### Exercise tasks:
A. In the basal body temperature text, what change does the Basal Body Temperature chart record?
B. List every condition that the basal body temperature text says to make note of alongside the morning temperature.

### Text shown:
Basal Body Temperature
Another way for you to know if you are ovulating is to keep a record of where you are in your menstrual cycle. The Basal Body Temperature chart records the change in temperature that occurs after ovulation. It cannot predict when ovulation will occur in a given cycle, but by looking at records from a few cycles you can notice a pattern from which ovulation can be estimated.
The best way to record and monitor body temperature is with a BBT chart. You can download a free blank Basal Body Temperature chart in two different formats: PDF or Excel Spreadsheet. This chart also includes an area to record your Cervical Mucus assessments.
A BBT chart provides a good visual basis for determining ovulation:
* Make sure that day one on the chart is the first day of menstruation.
* Every morning, before getting out of bed or going to the bathroom, take your temperature. The use of special basal body thermometers is highly recommended for accurate results. Also, the same thermometer should be used every time.
* Make note of any lack of sleep, drinking alcohol, fever, illness, or emotional stress. It is also helpful to describe the condition of any mucus or discharge.

### Extracted records:
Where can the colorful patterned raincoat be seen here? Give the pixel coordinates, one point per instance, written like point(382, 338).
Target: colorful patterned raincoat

==

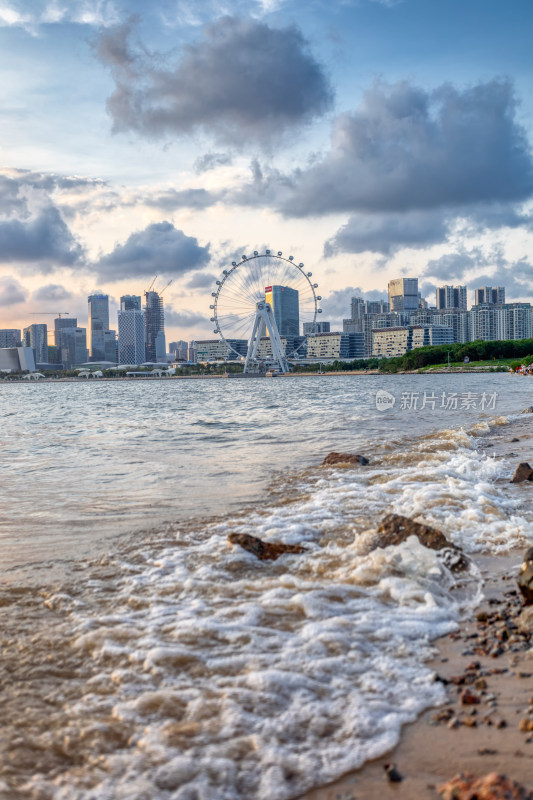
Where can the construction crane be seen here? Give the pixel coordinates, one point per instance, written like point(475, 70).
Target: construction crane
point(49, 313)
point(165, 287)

...

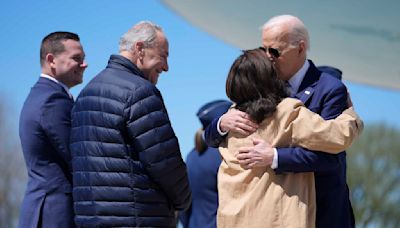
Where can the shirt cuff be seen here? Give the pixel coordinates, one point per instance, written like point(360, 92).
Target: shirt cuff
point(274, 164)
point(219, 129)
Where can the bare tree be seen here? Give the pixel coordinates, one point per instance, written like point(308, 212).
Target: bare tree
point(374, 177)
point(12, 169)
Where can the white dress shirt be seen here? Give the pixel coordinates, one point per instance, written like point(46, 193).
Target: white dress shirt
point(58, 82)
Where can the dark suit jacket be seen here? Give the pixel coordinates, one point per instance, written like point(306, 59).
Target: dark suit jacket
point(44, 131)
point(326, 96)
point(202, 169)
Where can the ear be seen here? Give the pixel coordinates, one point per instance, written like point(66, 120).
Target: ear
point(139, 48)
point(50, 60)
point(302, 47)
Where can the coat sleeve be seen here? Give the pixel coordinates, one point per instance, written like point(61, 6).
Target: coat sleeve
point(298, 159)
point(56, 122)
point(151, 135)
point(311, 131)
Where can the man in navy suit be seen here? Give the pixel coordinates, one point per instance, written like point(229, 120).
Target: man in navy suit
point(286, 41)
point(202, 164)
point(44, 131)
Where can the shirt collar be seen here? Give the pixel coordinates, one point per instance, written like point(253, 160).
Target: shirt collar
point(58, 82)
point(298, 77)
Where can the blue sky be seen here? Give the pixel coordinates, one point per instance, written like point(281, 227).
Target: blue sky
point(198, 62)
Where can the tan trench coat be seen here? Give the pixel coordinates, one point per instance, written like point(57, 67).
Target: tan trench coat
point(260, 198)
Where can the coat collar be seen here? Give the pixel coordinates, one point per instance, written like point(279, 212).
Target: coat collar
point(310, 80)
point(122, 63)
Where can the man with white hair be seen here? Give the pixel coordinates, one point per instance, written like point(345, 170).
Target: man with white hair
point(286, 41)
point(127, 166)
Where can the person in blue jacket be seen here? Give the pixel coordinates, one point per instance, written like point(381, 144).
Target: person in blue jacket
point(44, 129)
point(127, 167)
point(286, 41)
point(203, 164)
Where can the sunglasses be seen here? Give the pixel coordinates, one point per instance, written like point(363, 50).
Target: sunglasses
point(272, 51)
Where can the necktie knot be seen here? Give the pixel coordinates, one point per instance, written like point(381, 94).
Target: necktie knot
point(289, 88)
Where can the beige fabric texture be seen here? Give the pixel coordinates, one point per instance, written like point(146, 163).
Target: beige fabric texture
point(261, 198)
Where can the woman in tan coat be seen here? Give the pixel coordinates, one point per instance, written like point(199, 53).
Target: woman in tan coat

### Answers per task:
A. The change in temperature that occurs after ovulation.

B. Lack of sleep, drinking alcohol, fever, illness, emotional stress